• _STATED TASK A_:
Answer these about the forum thread on truck paint, marking each answer (i), (ii), (iii) on its own line:
(i) How often does the poster wax the Nissan truck, and with what product?
(ii) For how many years did the poster care for the '93 Hardbody that way?
(iii) What model year is Tammea's Frontier?

I think I may have seen Your's in the WalMart parking lot; Is it the one that has Caked On Brake Dust all over the Wheel's? Driveing Really Fast in Hard Rain is a Great Recipe for HydroPlaneing into the Ditch or other Vehicle's that are shareing the Road with you.

I try to keep my Nissan Truck Clean,, but I hand wash mine with WalMart's wash and wax,, and wax it every 3 to 4 month's with Meguiar's Cleaner/Wax. That's the way that I cared for the '93 Hardbody for 20 year's and didn't have any paint peeling, but I did do a lot of touch up's for Bug's and other stuff that hit the truck. It sure paid off when it came time to sell the '93 Hardbody.

High Pressure car wash's can take the paint off, cause I've seen that happen.

Me personally, I've alway's been taught to keep the paint clean, but I also grew up on a Farm,, and know what a Farm Work Truck has to go through, so I can't judge other's that don't have the time, or don't want to keep their Truck clean,, as it show's up the Dent's too much.

I guess it boil's down to the intended purpose and the desired Resale Value


----------



## Tammea (Oct 18, 2021)

We are having the same issue with our 2012 Frontier. I have seen a lot of posts with problems with the blue paint. Why aren’t they addressing this?


----------

• _LISTING_:
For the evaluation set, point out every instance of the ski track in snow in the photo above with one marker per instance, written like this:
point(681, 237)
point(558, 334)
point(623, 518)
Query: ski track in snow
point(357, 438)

• _STATED TASK B_: Please convert the ski-track-in-snow entry above into a JSON list of strings, one string per line, leaving out blank lines.

• _EXPECTED ANSWER A_:
(i) Every 3 to 4 months, with Meguiar's Cleaner/Wax.
(ii) 20 years.
(iii) 2012.

• _EXPECTED ANSWER B_:
[
  "For the evaluation set, point out every instance of the ski track in snow in the photo above with one marker per instance, written like this:",
  "point(681, 237)",
  "point(558, 334)",
  "point(623, 518)",
  "Query: ski track in snow",
  "point(357, 438)"
]